---- Record list

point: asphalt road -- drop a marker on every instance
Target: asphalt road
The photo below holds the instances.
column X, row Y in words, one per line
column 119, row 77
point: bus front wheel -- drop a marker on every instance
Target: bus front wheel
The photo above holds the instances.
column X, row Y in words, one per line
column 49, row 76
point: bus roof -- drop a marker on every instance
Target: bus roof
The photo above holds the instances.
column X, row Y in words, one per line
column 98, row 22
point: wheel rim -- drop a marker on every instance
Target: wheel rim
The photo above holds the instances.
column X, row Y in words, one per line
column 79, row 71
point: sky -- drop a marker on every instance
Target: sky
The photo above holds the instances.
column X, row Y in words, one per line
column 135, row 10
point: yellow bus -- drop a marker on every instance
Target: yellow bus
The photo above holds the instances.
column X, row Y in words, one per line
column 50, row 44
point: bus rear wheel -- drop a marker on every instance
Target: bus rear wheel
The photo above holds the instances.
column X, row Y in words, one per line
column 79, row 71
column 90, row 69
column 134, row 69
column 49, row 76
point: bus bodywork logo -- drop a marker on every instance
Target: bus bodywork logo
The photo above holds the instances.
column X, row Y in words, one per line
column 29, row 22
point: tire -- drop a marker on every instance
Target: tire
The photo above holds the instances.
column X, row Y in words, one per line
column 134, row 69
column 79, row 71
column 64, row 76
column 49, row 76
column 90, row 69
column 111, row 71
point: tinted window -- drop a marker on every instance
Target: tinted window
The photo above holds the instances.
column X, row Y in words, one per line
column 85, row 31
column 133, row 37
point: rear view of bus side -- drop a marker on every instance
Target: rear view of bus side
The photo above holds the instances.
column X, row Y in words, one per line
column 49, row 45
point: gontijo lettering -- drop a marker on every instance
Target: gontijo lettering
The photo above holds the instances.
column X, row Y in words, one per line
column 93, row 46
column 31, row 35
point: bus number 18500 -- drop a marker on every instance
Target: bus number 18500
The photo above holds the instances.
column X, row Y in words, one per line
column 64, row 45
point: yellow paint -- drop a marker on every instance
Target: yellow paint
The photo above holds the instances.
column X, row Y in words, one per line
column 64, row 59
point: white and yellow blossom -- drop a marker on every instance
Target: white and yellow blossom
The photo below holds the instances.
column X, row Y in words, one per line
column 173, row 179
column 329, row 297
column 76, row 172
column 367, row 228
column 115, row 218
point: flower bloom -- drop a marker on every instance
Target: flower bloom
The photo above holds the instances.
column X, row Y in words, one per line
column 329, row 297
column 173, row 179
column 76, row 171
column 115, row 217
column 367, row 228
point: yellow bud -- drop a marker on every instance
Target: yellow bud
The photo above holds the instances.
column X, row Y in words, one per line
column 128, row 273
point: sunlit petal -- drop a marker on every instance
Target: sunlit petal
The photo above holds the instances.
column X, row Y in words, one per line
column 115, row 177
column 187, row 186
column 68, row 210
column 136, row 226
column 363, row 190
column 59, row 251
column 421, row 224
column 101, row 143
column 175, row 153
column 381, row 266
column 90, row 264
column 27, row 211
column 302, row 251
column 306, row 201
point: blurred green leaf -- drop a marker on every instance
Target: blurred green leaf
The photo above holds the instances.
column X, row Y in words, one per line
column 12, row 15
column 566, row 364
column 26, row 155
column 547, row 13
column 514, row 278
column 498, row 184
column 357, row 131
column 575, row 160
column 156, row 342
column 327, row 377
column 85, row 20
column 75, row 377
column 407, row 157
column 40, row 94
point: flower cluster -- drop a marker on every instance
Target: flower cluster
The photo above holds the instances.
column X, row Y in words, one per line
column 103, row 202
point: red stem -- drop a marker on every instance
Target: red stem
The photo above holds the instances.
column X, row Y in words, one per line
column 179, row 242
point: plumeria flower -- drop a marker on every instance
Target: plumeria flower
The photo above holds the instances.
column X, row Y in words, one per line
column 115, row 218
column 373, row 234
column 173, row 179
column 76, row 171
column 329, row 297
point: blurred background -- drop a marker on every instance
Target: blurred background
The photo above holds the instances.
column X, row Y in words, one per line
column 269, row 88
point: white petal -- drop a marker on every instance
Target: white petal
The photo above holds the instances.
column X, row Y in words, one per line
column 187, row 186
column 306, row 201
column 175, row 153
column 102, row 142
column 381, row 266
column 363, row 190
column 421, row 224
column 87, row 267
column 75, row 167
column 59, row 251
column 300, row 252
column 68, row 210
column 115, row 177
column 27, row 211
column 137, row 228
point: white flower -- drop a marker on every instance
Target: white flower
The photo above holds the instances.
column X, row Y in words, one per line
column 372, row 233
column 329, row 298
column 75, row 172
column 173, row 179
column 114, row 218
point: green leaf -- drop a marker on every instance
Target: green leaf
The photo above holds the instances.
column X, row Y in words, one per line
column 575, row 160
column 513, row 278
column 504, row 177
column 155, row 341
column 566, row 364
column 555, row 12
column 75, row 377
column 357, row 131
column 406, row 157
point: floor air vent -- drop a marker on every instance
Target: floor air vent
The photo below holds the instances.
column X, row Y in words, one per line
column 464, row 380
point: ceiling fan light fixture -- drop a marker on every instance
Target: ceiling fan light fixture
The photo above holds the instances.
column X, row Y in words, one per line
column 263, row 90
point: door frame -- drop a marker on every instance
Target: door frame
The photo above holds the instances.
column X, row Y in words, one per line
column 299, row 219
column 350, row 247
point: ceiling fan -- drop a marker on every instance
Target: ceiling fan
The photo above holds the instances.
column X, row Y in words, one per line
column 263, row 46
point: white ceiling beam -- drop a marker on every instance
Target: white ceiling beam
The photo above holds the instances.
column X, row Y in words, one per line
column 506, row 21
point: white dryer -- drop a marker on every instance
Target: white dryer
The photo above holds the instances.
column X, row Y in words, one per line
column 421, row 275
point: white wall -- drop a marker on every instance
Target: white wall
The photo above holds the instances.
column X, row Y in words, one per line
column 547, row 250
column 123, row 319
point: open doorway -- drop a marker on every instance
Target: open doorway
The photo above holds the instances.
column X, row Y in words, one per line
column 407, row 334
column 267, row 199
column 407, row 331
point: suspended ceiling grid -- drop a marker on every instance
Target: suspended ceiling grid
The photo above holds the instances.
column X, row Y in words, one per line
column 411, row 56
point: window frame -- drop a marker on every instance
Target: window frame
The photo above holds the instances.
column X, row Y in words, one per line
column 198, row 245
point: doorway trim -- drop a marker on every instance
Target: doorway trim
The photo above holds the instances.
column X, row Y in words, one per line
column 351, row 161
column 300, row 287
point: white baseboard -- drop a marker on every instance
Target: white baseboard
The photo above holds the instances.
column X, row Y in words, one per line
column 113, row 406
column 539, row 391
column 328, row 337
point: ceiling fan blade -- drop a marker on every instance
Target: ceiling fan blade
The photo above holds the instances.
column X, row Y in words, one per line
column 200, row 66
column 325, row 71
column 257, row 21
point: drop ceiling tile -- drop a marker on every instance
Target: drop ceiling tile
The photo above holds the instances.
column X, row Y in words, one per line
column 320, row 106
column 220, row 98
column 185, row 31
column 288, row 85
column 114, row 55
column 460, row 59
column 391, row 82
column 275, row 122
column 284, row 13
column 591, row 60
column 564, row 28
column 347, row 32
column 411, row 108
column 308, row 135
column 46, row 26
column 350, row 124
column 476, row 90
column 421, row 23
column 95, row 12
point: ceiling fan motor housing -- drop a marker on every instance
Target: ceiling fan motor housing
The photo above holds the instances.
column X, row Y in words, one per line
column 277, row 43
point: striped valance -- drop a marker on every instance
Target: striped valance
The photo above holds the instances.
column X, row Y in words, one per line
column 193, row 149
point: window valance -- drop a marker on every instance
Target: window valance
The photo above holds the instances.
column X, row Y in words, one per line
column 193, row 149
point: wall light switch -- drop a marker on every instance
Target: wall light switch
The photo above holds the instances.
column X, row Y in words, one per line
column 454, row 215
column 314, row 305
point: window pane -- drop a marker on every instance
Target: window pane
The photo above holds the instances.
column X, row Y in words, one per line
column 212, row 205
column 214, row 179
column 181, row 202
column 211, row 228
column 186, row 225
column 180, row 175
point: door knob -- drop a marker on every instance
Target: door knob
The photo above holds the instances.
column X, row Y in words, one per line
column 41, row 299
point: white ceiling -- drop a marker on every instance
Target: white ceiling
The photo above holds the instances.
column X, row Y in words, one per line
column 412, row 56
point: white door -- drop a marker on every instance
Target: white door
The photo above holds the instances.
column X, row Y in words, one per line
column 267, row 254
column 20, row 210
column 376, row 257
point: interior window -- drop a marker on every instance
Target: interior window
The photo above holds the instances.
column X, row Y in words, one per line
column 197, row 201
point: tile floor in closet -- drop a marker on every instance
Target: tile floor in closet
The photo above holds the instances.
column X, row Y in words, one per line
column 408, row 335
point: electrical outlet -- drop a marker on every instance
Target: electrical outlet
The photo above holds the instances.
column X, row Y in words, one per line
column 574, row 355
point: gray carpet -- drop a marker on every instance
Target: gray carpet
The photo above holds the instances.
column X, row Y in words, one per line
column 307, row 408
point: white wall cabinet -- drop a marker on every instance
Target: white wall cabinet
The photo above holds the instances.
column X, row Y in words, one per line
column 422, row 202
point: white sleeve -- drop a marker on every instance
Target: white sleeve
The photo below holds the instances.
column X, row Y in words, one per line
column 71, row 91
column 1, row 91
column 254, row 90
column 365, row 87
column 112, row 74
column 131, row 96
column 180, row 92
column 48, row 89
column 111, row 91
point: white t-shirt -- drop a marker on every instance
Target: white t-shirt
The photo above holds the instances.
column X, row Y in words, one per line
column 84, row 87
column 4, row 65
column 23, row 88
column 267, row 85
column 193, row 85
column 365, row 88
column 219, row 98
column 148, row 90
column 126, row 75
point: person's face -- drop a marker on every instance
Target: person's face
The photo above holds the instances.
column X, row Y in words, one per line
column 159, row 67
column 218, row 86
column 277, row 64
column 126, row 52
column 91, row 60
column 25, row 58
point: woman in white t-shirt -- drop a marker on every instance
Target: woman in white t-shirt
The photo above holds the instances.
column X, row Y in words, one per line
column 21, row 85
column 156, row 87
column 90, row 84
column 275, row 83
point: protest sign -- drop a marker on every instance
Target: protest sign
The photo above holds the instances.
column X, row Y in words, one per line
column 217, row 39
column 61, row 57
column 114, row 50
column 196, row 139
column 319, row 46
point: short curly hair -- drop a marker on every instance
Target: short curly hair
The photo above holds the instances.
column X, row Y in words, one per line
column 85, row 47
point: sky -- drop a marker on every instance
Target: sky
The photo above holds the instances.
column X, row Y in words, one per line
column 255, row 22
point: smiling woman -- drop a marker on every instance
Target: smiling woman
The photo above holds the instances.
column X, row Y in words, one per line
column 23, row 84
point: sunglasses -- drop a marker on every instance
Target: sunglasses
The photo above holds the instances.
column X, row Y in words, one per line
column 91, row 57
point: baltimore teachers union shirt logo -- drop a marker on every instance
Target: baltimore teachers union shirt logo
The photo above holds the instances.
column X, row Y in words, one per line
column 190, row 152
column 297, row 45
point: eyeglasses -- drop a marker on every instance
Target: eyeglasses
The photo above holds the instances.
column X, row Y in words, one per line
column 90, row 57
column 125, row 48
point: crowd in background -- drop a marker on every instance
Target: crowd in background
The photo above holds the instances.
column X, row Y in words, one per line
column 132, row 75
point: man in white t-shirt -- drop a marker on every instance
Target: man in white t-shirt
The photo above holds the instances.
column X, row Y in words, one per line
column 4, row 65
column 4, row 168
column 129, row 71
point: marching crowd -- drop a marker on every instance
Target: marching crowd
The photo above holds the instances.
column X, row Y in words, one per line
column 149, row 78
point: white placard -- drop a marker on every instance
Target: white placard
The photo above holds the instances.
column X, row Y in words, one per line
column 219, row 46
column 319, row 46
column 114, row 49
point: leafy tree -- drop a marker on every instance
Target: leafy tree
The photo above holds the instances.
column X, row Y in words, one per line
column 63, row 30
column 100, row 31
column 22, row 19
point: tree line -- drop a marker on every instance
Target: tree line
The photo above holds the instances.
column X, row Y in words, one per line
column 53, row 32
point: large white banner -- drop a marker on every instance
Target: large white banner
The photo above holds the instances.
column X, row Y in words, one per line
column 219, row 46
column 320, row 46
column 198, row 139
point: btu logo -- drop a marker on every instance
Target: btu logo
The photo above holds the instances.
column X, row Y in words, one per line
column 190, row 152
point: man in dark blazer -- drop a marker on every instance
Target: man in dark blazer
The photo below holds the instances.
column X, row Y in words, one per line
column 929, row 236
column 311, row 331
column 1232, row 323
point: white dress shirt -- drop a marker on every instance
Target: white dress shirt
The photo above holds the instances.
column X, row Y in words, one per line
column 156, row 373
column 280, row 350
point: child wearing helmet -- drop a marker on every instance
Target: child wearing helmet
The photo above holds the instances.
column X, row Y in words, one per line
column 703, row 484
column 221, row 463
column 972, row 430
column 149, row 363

--------

Copy out the part of the records that opens with the line containing "point: tire -- drop" and closes with the line containing "column 111, row 71", swapping "marker" for "pin" and leaving all else unchanged.

Answer to the problem:
point: tire -- drop a pin on every instance
Target: tire
The photo above holds the instances.
column X, row Y in words, one per line
column 134, row 69
column 79, row 71
column 64, row 76
column 49, row 76
column 90, row 69
column 111, row 71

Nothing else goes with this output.